# START OF Record list

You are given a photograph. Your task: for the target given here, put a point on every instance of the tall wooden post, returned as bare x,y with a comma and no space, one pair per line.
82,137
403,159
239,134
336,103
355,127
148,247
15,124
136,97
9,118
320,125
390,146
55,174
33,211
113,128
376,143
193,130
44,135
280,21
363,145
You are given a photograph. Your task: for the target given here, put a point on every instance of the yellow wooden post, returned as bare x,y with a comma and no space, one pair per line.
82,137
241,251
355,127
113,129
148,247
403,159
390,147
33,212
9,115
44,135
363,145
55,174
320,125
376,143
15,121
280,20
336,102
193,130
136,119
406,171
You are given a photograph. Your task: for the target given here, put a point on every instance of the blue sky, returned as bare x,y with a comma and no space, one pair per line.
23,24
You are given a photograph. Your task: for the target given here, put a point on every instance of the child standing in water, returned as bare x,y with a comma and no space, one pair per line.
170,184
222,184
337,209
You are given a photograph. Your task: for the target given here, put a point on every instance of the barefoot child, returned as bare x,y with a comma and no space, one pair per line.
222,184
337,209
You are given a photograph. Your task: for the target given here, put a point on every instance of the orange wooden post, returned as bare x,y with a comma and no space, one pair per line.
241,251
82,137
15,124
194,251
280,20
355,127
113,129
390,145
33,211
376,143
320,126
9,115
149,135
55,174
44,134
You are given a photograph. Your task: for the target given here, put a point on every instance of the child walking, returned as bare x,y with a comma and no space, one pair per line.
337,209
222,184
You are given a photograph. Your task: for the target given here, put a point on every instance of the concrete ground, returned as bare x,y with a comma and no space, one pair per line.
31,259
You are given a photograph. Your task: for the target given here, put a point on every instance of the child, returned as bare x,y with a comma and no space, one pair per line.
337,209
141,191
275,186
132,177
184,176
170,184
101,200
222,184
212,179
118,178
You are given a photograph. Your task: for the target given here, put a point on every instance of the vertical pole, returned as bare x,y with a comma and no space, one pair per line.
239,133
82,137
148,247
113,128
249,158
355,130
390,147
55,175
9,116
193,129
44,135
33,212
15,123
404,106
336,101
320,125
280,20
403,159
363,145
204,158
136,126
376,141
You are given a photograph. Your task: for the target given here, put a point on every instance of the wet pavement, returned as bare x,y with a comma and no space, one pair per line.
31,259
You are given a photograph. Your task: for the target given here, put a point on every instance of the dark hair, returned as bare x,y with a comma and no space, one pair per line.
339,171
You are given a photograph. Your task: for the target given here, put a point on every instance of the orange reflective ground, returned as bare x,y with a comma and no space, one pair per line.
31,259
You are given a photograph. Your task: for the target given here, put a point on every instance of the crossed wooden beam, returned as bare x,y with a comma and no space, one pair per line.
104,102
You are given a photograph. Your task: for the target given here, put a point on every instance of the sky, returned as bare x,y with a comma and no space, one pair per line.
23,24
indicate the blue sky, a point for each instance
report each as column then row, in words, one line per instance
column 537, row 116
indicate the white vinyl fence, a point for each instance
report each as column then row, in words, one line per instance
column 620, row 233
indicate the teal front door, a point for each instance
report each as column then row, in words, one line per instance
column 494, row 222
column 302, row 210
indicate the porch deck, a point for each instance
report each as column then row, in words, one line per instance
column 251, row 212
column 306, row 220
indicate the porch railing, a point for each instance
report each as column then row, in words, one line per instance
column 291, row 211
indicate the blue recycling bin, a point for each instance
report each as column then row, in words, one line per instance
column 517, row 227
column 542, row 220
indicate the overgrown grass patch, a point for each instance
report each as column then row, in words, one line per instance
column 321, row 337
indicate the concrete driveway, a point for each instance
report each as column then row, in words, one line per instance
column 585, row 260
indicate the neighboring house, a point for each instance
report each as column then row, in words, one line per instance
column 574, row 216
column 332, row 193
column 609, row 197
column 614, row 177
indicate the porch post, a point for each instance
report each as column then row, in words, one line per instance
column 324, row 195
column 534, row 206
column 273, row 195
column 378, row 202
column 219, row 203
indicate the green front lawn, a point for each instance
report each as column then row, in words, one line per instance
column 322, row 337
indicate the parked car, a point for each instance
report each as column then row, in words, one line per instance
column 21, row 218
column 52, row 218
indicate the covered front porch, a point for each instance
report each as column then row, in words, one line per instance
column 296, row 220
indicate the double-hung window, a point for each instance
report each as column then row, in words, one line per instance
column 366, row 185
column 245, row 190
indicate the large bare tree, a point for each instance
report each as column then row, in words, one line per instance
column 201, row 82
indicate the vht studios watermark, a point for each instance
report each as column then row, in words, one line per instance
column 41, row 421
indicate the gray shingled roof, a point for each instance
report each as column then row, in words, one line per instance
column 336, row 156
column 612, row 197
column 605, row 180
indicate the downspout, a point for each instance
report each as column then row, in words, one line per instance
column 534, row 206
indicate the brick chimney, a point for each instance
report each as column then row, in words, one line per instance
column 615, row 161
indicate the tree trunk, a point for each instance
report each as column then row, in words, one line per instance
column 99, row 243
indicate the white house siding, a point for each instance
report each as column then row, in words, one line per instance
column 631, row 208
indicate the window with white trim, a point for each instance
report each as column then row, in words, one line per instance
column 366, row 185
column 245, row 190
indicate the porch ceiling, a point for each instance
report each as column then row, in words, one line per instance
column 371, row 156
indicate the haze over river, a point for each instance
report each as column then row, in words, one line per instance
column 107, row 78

# END OF Record list

## Requirement
Reproduce every line of the dataset entries above verbatim, from the first record through the last.

## Exercise solution
You are given a photograph. Your task: for the target given here, put a point on every instance of the tall wooden post, returned as bare x,y with a comma and no space, one pair per line.
82,137
403,159
239,134
336,103
355,127
148,247
15,124
136,97
9,118
320,125
390,146
55,174
33,211
113,128
376,143
193,130
44,135
280,21
363,145
You are given a photograph. Your task: for the target given here, put a point on every instance of the yellow wooden post, returned as bare x,y with a comma and no space, one pair per line.
82,137
241,251
355,127
113,129
148,247
403,159
390,147
33,212
9,115
44,135
363,145
55,174
320,125
376,143
15,121
280,20
336,102
193,130
136,119
406,171
You are given a photograph. Your task: for the target given here, put a point on every instance of the blue sky, returned as bare x,y with a comma and no space, one pair per line.
23,24
You are given a photograph. Your task: for the target given here, put a point on every instance of the child standing in water, returned as bare x,y with a comma and no space, one pair per line.
170,184
222,184
337,209
You are given a photograph. Your task: for the target given here, put a point on every instance of the barefoot child, returned as bare x,y with a comma and no space, one pair per line.
222,184
337,209
You are given a photograph. Your task: for the target given here, put a point on every instance of the orange wooden post, returned as bare x,y with a comma and no space, one pair per line.
241,251
82,137
15,124
194,251
280,20
355,127
113,129
390,145
33,211
376,143
320,126
9,115
149,135
55,174
44,134
You are given a photograph. Your task: for the target given here, put a point on every instance of the child walking, returned as bare x,y with a comma and no space, one pair per line.
337,209
222,184
You are given a photograph. Your task: for the target given here, put a point on every instance of the concrete ground, returned as bare x,y with a comma and no space, one pair per line.
31,259
You are given a photograph. Your task: for the target given here, put a point on every instance of the child, returned as bare x,y with a comma and no space, one pair per line.
337,209
141,191
275,186
132,177
184,176
170,184
101,200
222,184
212,179
118,178
You are given a photograph. Your task: for the target given here, put a point on every instance of the vertical pole, returned as bare x,y with a comma and no space, one pair per line.
239,133
82,137
148,247
113,128
249,158
355,130
390,147
55,175
9,116
193,129
44,135
33,212
15,123
404,106
336,101
320,125
280,20
403,159
363,145
204,158
136,126
376,141
You are given a photograph. Your task: for the target given here, put a point on every instance of the wet pavement, returned as bare x,y with a comma and no space, one pair per line.
31,259
You are given a photograph. Your task: for the target given here, put a point on every instance of the dark hair, returned as bare x,y with a comma and no space, one pair per line.
339,171
You are given a photograph. Your task: for the target given here, put a point on every instance of the orange reflective ground, returned as bare x,y with a comma and no space, one pair per line.
31,259
You are given a photograph. Your task: for the target given here, put a point on every instance of the crossed wooden beam, returned as bare x,y with a comma and no space, one pair per line.
104,102
You are given a photograph. Your task: for the target given here, put a point on every instance of the sky, returned as bare x,y with a comma and no space, one pair per line.
23,24
indicate the blue sky, a point for each instance
report each as column then row, in words, one line per instance
column 537, row 116
indicate the white vinyl fence, a point for each instance
report each as column then row, in words, one line per instance
column 620, row 233
indicate the teal front door, a point for each instance
report each as column then row, in words, one line per instance
column 494, row 222
column 302, row 210
indicate the porch deck, a point for each instance
report each as column then row, in words, one line per instance
column 251, row 212
column 306, row 220
indicate the porch railing, a point for each instance
report each as column then row, in words, one line per instance
column 291, row 211
indicate the blue recycling bin, a point for each instance
report each as column then row, in words, one line per instance
column 517, row 227
column 542, row 220
indicate the overgrown grass patch, a point for each instance
report each as column then row, in words, one line per instance
column 321, row 337
indicate the concrete driveway, a point for each instance
report each as column then row, in words, one line per instance
column 585, row 260
indicate the neighboring house, a point for each instance
report each as column then row, in words, one line per instance
column 574, row 216
column 332, row 193
column 609, row 197
column 614, row 177
indicate the porch post, a point for each instance
report each as column then row, in words, one line per instance
column 324, row 195
column 534, row 206
column 273, row 195
column 378, row 202
column 219, row 203
indicate the green front lawn, a point for each instance
report each as column then row, in words, one line per instance
column 322, row 337
indicate the parked car, a point for each instance
report each as column then row, in words, one line per instance
column 21, row 218
column 52, row 218
indicate the covered front porch, a point for each instance
report each as column then row, in words, one line per instance
column 296, row 220
indicate the double-hung window, a point for each instance
report each as column then row, in words, one line per instance
column 366, row 185
column 245, row 190
indicate the large bare tree, a point for each instance
report each as column then row, in words, one line per instance
column 201, row 82
indicate the vht studios watermark, a point for each instance
report each as column then row, in words, one line per instance
column 41, row 421
indicate the gray shingled roof, a point for each instance
report each as column then row, in words, one line per instance
column 336, row 156
column 612, row 197
column 605, row 180
indicate the downspout, a point for each instance
report each as column then row, in words, one line per instance
column 534, row 206
indicate the brick chimney, a point for each instance
report each as column then row, in words, one line per instance
column 615, row 161
indicate the tree trunk, a point for each instance
report each as column then row, in words, one line per instance
column 99, row 243
indicate the white house siding, a point for each instance
report each as column then row, in words, one line per instance
column 631, row 208
indicate the window with white trim, a point for each instance
report each as column then row, in words, one line per instance
column 366, row 185
column 245, row 190
indicate the porch ceiling, a point for each instance
report each as column then row, in words, one line per instance
column 371, row 156
indicate the haze over river, a point for each instance
report each as column then row, in words, one line per instance
column 107, row 78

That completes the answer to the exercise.